_JOB:_
Please set out all of the entries below as a numbered list with one line per number, skipping blank lines and omitting the pictures.

++++++++

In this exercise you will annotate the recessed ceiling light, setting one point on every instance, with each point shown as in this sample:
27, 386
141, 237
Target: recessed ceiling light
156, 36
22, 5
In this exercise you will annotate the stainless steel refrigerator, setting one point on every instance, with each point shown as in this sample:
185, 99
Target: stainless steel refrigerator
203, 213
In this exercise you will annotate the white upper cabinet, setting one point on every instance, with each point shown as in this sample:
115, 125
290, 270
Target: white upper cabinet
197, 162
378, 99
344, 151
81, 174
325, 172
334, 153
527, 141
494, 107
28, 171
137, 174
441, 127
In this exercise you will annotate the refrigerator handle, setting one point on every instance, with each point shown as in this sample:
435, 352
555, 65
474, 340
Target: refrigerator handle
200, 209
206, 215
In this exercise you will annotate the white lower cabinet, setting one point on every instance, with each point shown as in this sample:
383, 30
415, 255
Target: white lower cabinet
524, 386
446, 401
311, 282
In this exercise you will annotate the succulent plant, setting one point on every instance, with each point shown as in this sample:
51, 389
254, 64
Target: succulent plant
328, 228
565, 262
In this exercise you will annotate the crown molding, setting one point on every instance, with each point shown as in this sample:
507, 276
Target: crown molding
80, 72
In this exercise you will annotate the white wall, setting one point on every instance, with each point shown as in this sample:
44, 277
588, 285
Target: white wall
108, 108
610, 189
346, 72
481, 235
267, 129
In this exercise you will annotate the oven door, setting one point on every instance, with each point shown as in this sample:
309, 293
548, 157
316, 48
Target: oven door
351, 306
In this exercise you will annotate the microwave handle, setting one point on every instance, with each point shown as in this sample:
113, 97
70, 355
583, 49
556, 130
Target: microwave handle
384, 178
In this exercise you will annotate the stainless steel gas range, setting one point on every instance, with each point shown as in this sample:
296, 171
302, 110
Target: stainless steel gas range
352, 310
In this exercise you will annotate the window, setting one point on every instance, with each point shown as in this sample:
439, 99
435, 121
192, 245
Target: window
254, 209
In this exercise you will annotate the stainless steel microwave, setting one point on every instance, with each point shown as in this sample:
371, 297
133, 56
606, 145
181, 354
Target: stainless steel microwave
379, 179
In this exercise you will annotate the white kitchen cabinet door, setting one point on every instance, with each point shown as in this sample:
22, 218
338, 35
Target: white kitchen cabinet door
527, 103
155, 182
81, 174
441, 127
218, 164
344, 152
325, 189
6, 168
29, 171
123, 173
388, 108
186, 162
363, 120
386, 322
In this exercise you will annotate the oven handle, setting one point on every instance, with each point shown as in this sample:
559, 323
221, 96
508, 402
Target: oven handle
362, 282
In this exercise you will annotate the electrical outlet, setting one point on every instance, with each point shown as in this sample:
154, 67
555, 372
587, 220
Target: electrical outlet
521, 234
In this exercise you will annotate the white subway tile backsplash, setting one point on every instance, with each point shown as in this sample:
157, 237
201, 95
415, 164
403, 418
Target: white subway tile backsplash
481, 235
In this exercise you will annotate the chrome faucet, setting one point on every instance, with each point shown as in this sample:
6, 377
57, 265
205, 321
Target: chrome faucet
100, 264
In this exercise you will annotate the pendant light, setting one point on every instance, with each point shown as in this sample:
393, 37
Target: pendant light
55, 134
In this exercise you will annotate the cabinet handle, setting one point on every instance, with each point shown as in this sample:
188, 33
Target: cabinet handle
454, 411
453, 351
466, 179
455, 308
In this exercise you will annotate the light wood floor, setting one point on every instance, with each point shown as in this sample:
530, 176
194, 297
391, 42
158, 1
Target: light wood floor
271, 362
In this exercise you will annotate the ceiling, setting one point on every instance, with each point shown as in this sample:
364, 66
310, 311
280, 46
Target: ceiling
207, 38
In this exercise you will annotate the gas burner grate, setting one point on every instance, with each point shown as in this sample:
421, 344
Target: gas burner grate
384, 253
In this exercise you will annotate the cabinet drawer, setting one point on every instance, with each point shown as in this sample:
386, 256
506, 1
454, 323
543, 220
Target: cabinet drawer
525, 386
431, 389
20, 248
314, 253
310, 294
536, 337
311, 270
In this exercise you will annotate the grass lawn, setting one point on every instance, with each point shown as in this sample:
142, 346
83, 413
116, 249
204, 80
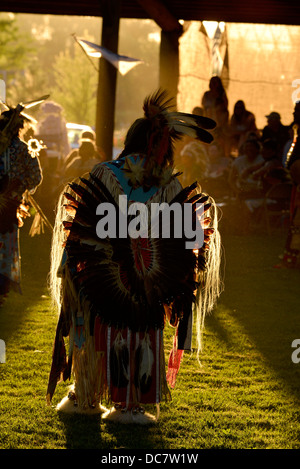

++++++++

_RESPONSE FOR THIS EXERCISE:_
1. In this exercise you will annotate the recessed ceiling light, setting one point on every instance, with each point shown as in this sample:
2. 27, 386
3. 141, 237
4. Target: recessed ceiling light
5. 156, 36
6. 22, 5
7. In this exercise you will annotate the stainless steel refrigerator, setting one point on every instance, with each point shown as in this sample:
8. 185, 99
9. Target: stainless steel refrigerator
10. 203, 213
11. In this exercise you will annotate the white upper cabinet, setting one point on every instance, with each point shown as in this sample:
12. 115, 125
13. 290, 270
14. Target: white upper cabinet
15. 197, 162
16. 378, 99
17. 344, 151
18. 81, 174
19. 325, 172
20. 334, 153
21. 527, 141
22. 494, 107
23. 28, 171
24. 137, 174
25. 441, 127
26. In this exercise you will annotate the refrigerator handle, setting one point on every instance, with each point shown as in this sample:
27. 435, 352
28. 555, 65
29. 474, 340
30. Target: refrigerator handle
31. 200, 209
32. 206, 215
33. In this exercise you will annotate the white lower cabinet, setting one point on every instance, with each point shown as in this sample:
34. 383, 30
35. 415, 255
36. Target: white lower cabinet
37. 524, 386
38. 446, 401
39. 311, 282
40. In this exercise you will annotate the succulent plant, setting one point on every instance, with each point shown as in this sample:
41. 51, 389
42. 254, 64
43. Target: succulent plant
44. 328, 228
45. 565, 262
46. In this exercise you will annotate the crown molding, setting one point on every instance, with each point shown as in this sample:
47. 507, 276
48. Target: crown molding
49. 80, 72
50. In this exercise you will annotate the white wall, setting one point on every instance, with each point shown as in this sample:
51. 44, 277
52. 588, 285
53. Target: white wall
54. 108, 108
55. 610, 189
56. 346, 72
57. 481, 235
58. 267, 129
59. In this exercise you will annotate the oven door, setting one point on every instance, with each point shown as in this sample:
60. 309, 293
61. 548, 157
62. 316, 48
63. Target: oven door
64. 351, 306
65. In this exercise you will annotate the microwave handle, setting one point on every instance, with each point shown as in this sample:
66. 113, 97
67. 70, 355
68. 583, 49
69. 556, 130
70. Target: microwave handle
71. 384, 178
72. In this exercise you will annotate the stainless steel gas range, setting one point on every instance, with each point shown as in this sample:
73. 296, 171
74. 302, 110
75. Target: stainless steel gas range
76. 352, 310
77. In this exercise you will annotate the window, setting one point on every instance, with each point shown as in this sample:
78. 439, 99
79. 435, 121
80. 192, 245
81. Target: window
82. 254, 209
83. In this exercise you will annotate the stainless steel microwave, setting one point on every instance, with each point shown as in this sample:
84. 371, 297
85. 133, 56
86. 606, 145
87. 181, 354
88. Target: stainless steel microwave
89. 379, 179
90. In this exercise you will annotate the white kitchen cabinet door, setting one point on every instance, with each point shown as in this sample:
91. 22, 218
92. 338, 35
93. Target: white kitchen cabinet door
94. 527, 103
95. 155, 182
96. 81, 174
97. 441, 127
98. 218, 164
99. 344, 152
100. 325, 189
101. 6, 168
102. 29, 171
103. 123, 173
104. 388, 108
105. 186, 162
106. 363, 120
107. 386, 322
108. In this exercise you will annotate the oven handle, setting one point on every instance, with each point shown as in this sample:
109. 559, 323
110. 221, 96
111. 508, 402
112. Target: oven handle
113. 362, 282
114. In this exercise you will annotate the electrical outlet, setting one point on every instance, with each point shown as in this sample:
115. 154, 67
116. 555, 372
117. 587, 220
118. Target: electrical outlet
119. 521, 234
120. In this exercise you will annotate the white subway tile backsplash, setting one point on every instance, with each point shown as in this sample:
121. 157, 237
122. 201, 95
123. 415, 164
124. 403, 418
125. Target: white subway tile backsplash
126. 481, 235
127. In this exercise you will annotate the chrome faucet, setting one point on every instance, with each point shown as in this sample:
128. 6, 377
129. 57, 265
130. 205, 321
131. Target: chrome faucet
132. 100, 264
133. In this exercise you will annotate the pendant light, setting one point on every instance, with each point shown as in this sample:
134. 393, 37
135. Target: pendant light
136. 55, 134
137. In this exercise you will annotate the cabinet handle, setting one point on every instance, with each point shown as in this sample:
138. 188, 33
139. Target: cabinet handle
140. 454, 411
141. 453, 351
142. 466, 179
143. 455, 308
144. In this exercise you will annotate the light wood floor, setting one point on every instance, with each point shown as in this sample:
145. 530, 176
146. 194, 297
147. 391, 42
148. 158, 1
149. Target: light wood floor
150. 271, 362
151. In this exercise you will annotate the ceiling, setting one point on every instance, with each point shown as in this sample:
152. 364, 66
153. 310, 311
154. 280, 46
155. Target: ceiling
156. 207, 38
157. In this exercise you will annotate the gas burner grate, setting one point on every instance, with each point shown as in this sample:
158. 421, 344
159. Target: gas burner grate
160. 384, 253
161. In this exercise you will annotate the cabinet drawer, setting one point on every instance, with each point shown as in this sample:
162. 386, 256
163. 506, 1
164. 454, 323
165. 543, 220
166. Target: cabinet drawer
167. 525, 386
168. 431, 389
169. 20, 248
170. 314, 253
171. 310, 294
172. 536, 337
173. 311, 270
174. In this exercise you will annotate the grass lawn, setting one point on every instance, with each point shown as in this sample:
175. 142, 346
176. 83, 413
177. 116, 249
178. 204, 80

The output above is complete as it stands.